Polydore Plasden (1563–1591) was one of the Catholic Forty Martyrs of England and Wales. A native of London, he studied for the priesthood at Rheims and Rome and was ordained in 1586 before being sent back to England soon after.

Life
Polydore Plasden was born in 1563, the son of a London horner. He was educated at Rheims and at the English College at Rome, where he was ordained priest on 7 December 1586. He remained at Rome for more than a year, and then was at Rheims from 8 April till 2 September 1588, when he was sent on the mission. While at Rome he had signed a petition for the retention of the Jesuits as superiors of the English College, but in England he was considered to have suffered injury through their agency. Plasden ministered in Sussex and in London from 1588 to 1591. He was captured on 2 November 1591, in London, at Swithun Wells' house in Gray's Inn Fields, where Edmund Gennings was celebrating Mass.

PARTS OF THE EXERCISE
- a) Rewrite the passage on Polydore Plasden between "Polydore Plasden (1563–1591)" and "England soon after.", inclusive, renaming "Rheims" as "Reims".
- b) Copy the records word for word, from their first line through the line holding "[238,260,498,313]", inclusive.

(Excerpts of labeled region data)
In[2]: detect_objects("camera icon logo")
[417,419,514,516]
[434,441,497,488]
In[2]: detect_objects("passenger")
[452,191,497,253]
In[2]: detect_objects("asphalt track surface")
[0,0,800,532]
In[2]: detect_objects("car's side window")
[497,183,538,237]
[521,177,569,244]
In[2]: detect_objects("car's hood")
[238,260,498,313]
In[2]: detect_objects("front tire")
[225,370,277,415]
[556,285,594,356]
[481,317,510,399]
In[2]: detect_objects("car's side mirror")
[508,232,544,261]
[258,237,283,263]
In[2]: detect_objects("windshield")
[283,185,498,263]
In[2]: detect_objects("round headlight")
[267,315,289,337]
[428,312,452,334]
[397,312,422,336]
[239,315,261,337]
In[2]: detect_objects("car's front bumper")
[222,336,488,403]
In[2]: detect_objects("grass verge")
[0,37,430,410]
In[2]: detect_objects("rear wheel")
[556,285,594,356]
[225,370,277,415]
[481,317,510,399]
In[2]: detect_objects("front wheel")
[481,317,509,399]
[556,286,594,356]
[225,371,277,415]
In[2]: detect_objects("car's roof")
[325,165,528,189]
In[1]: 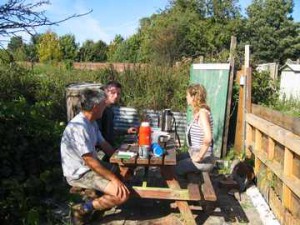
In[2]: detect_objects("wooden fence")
[245,105,300,225]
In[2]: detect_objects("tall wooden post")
[221,36,236,156]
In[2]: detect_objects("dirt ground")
[92,167,263,225]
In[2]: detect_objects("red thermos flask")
[139,122,151,147]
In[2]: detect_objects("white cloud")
[35,0,111,43]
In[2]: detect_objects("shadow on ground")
[92,168,262,225]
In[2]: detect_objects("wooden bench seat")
[187,172,217,201]
[69,186,101,200]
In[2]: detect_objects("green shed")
[187,63,230,157]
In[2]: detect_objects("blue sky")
[16,0,300,44]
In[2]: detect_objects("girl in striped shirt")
[176,84,214,176]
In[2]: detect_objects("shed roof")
[280,63,300,72]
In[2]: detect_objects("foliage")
[110,34,140,63]
[59,34,78,60]
[252,71,279,105]
[77,40,107,62]
[0,0,91,36]
[268,99,300,118]
[37,31,63,62]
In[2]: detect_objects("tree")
[140,0,242,65]
[0,0,92,40]
[245,0,300,64]
[37,31,62,62]
[7,36,26,61]
[110,34,141,62]
[59,34,78,60]
[107,34,124,62]
[78,40,107,62]
[25,34,42,62]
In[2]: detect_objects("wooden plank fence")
[245,105,300,225]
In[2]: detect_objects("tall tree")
[59,34,78,60]
[107,34,124,62]
[0,0,91,36]
[7,36,26,61]
[110,34,140,63]
[246,0,300,64]
[78,40,107,62]
[37,31,62,62]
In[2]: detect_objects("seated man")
[61,89,129,224]
[98,81,136,146]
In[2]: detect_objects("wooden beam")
[234,70,244,153]
[268,137,275,160]
[254,152,300,198]
[282,148,294,210]
[246,114,300,155]
[221,36,236,156]
[252,104,300,136]
[202,172,217,201]
[162,166,197,225]
[132,186,196,201]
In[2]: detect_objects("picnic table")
[110,138,216,224]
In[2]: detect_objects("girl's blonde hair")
[187,84,210,112]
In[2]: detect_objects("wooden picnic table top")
[110,143,176,166]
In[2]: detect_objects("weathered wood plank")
[255,152,300,197]
[162,166,196,225]
[132,186,195,201]
[252,104,300,136]
[246,114,300,155]
[202,172,217,201]
[282,148,293,210]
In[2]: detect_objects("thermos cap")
[141,122,150,127]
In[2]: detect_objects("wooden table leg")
[161,166,196,225]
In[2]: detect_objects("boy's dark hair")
[80,89,106,111]
[103,80,122,90]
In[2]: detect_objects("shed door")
[187,64,230,157]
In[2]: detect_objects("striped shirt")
[186,109,213,157]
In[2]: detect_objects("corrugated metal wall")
[114,107,186,145]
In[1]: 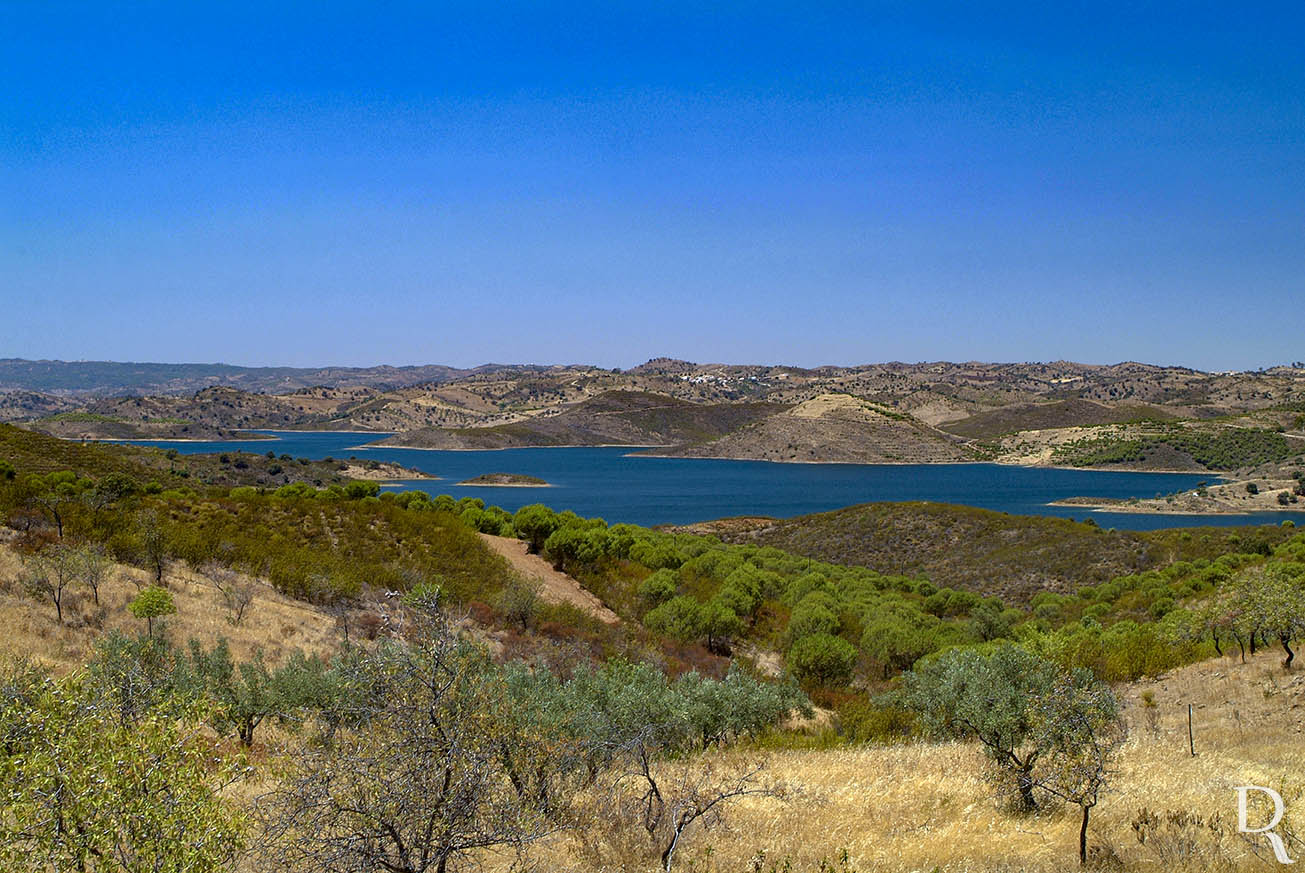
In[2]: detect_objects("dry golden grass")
[0,545,338,672]
[527,652,1305,873]
[10,537,1305,873]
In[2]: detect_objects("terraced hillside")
[381,391,786,449]
[662,394,975,463]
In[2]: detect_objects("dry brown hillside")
[527,654,1305,873]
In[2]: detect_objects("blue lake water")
[122,431,1305,530]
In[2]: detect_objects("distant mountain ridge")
[10,358,1305,470]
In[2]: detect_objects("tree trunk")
[1015,766,1037,813]
[1078,804,1092,866]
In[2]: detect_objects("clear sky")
[0,0,1305,369]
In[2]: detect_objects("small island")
[458,472,548,488]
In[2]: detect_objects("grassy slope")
[698,502,1292,603]
[532,644,1305,873]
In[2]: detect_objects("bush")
[788,633,856,686]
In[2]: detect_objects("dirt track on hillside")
[480,534,620,625]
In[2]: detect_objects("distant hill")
[381,391,787,449]
[10,358,1305,471]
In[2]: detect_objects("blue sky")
[0,0,1305,369]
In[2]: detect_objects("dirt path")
[480,534,620,625]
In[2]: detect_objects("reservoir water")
[124,431,1305,530]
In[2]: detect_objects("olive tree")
[0,666,244,873]
[900,643,1118,812]
[127,585,176,637]
[257,605,559,873]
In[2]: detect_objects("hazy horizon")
[0,3,1305,371]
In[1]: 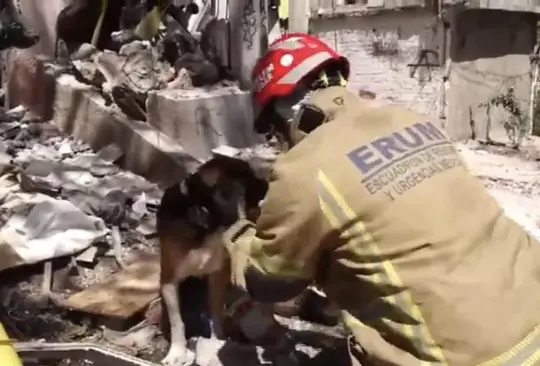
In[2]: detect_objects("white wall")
[313,11,444,117]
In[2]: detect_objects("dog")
[156,157,268,366]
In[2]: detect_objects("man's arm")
[225,163,322,302]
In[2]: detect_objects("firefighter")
[224,34,540,366]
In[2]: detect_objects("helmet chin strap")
[274,70,347,148]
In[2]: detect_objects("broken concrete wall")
[445,10,537,142]
[7,0,69,56]
[147,86,255,159]
[312,10,443,116]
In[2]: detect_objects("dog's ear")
[197,159,227,188]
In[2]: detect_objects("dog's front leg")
[208,261,231,339]
[161,283,195,366]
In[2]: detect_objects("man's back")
[279,89,540,365]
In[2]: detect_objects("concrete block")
[54,75,200,184]
[7,50,55,120]
[147,87,256,159]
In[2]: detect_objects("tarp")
[0,183,109,271]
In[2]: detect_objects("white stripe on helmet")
[277,52,332,84]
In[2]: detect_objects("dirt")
[0,137,540,366]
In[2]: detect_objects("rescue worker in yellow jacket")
[225,34,540,366]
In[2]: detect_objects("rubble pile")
[0,108,166,360]
[56,2,234,121]
[0,107,343,365]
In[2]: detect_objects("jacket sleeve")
[224,163,322,302]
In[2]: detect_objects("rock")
[62,256,160,328]
[71,43,100,60]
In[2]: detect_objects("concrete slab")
[147,86,256,159]
[54,75,199,183]
[8,51,256,184]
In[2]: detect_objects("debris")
[131,192,148,220]
[0,193,107,270]
[96,144,124,164]
[41,261,53,297]
[135,216,157,239]
[64,257,159,320]
[76,246,98,265]
[111,226,126,268]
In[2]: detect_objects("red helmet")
[253,33,350,109]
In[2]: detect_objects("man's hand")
[214,182,246,226]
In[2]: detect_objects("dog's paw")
[161,347,195,366]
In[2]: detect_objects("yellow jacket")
[225,87,540,366]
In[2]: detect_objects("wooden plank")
[63,256,159,319]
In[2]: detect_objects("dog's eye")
[187,206,209,228]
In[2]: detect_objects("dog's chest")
[178,234,226,276]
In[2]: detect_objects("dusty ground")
[0,121,540,365]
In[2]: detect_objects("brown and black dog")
[157,157,268,366]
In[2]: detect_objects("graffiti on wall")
[241,0,262,50]
[368,27,401,56]
[407,48,440,81]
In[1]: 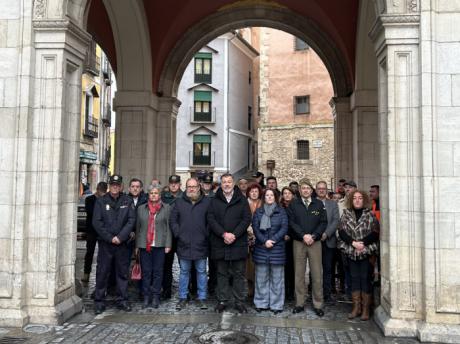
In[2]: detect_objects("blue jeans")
[179,258,208,300]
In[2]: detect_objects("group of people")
[84,172,380,320]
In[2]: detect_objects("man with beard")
[169,178,211,310]
[208,173,251,313]
[161,174,182,300]
[200,174,215,198]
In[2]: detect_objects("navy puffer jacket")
[252,205,289,265]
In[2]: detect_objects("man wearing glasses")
[169,178,211,310]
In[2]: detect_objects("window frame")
[294,95,310,116]
[296,140,310,161]
[193,53,212,84]
[192,135,212,166]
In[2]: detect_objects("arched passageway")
[0,0,460,341]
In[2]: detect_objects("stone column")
[155,97,181,186]
[351,90,380,190]
[114,90,180,188]
[0,14,90,326]
[371,11,460,343]
[329,97,353,182]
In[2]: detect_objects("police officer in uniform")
[161,175,182,300]
[93,174,136,314]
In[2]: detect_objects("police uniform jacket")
[287,197,327,241]
[93,193,136,243]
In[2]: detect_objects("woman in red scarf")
[136,185,172,308]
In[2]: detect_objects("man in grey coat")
[316,181,340,301]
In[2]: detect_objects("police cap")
[109,174,123,185]
[168,174,180,183]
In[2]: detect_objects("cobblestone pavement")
[0,242,438,344]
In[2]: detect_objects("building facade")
[176,32,258,180]
[252,28,334,185]
[0,0,460,343]
[79,40,113,195]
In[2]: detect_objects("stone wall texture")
[259,124,334,187]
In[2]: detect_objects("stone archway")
[158,5,353,97]
[0,0,460,341]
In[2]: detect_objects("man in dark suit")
[288,178,327,316]
[316,181,340,301]
[81,182,107,283]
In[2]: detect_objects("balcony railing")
[189,106,216,123]
[85,41,101,76]
[188,151,216,167]
[102,104,112,127]
[102,57,112,85]
[194,74,212,84]
[84,117,99,138]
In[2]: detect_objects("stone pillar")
[0,13,90,326]
[155,97,181,185]
[114,90,180,188]
[371,8,460,343]
[329,97,353,182]
[372,11,425,336]
[350,90,380,190]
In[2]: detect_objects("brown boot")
[348,291,361,319]
[361,293,371,321]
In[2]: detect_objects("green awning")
[195,53,212,59]
[193,135,211,143]
[193,91,212,102]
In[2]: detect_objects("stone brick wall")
[259,123,334,188]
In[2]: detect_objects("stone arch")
[103,0,152,91]
[158,5,353,97]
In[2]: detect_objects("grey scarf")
[260,203,276,230]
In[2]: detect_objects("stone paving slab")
[0,245,440,344]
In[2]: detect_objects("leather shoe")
[94,305,105,315]
[235,303,248,313]
[117,302,132,312]
[292,306,304,314]
[215,302,227,313]
[313,308,324,317]
[256,307,268,313]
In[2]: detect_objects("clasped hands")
[222,232,236,245]
[303,234,315,246]
[351,241,366,253]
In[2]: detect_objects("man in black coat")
[169,178,211,310]
[208,173,251,313]
[93,175,136,314]
[288,178,327,316]
[81,182,107,283]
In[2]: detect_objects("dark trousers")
[208,258,217,294]
[322,242,335,298]
[347,258,372,294]
[341,253,351,296]
[162,238,177,295]
[83,232,97,274]
[94,240,130,303]
[139,247,166,299]
[284,239,295,299]
[216,259,246,302]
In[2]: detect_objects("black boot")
[142,296,150,309]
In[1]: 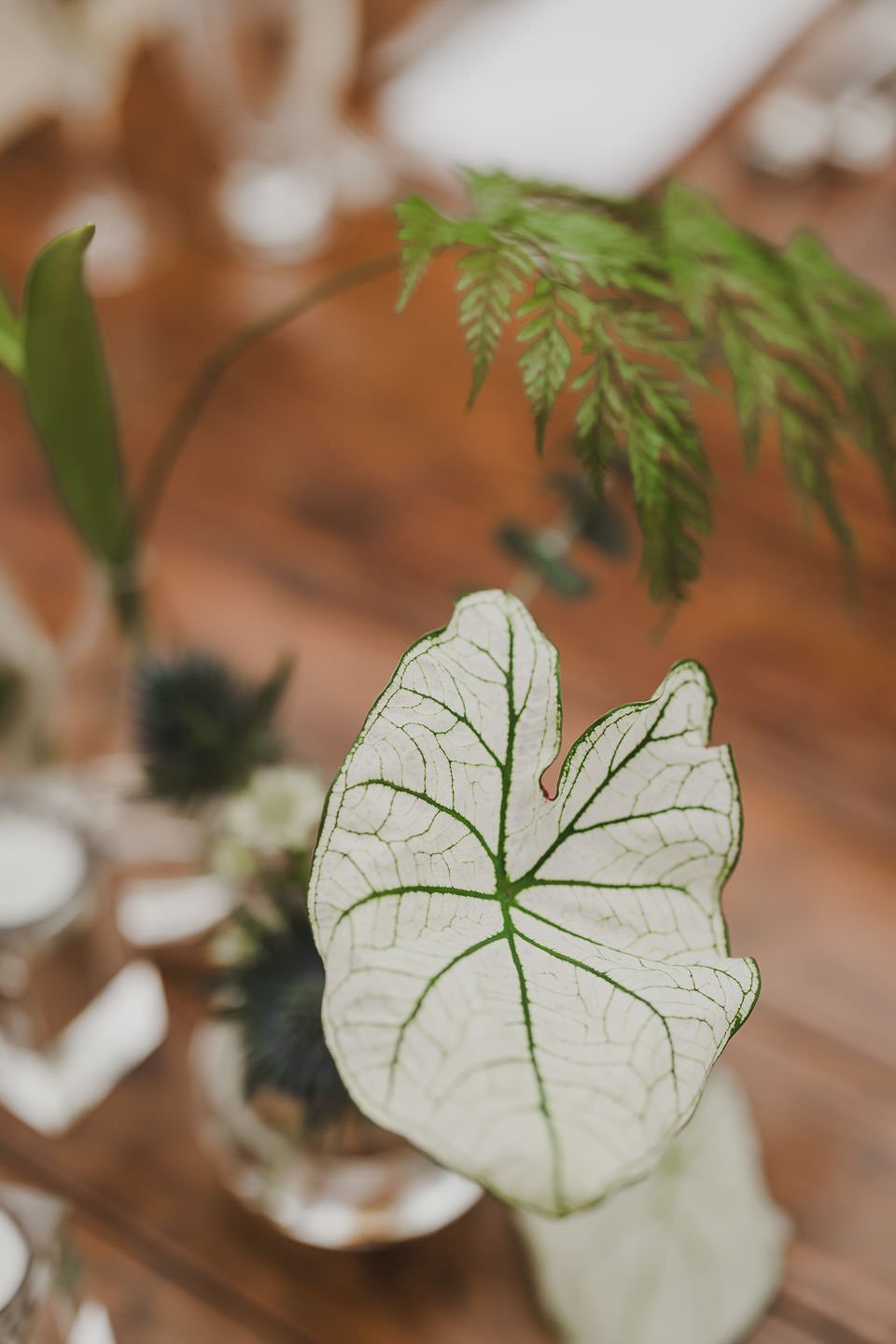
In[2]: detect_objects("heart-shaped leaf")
[520,1067,790,1344]
[309,593,759,1213]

WRITTEN RESPONSES
- a)
Polydore Plasden (1563–1591) was one of the Catholic Forty Martyrs of England and Wales. A native of London, he studied for the priesthood at Reims and Rome and was ordained in 1586 before being sent back to England soon after.

- b)
In[2]: detect_objects("camera icon logo")
[417,419,514,516]
[434,441,497,488]
In[2]: detect_objects("passenger")
[452,191,497,253]
In[2]: detect_objects("asphalt track surface")
[0,0,800,532]
In[2]: detect_objects("car's side window")
[497,183,538,237]
[521,177,569,244]
In[2]: detect_objects("car's hood")
[238,260,498,313]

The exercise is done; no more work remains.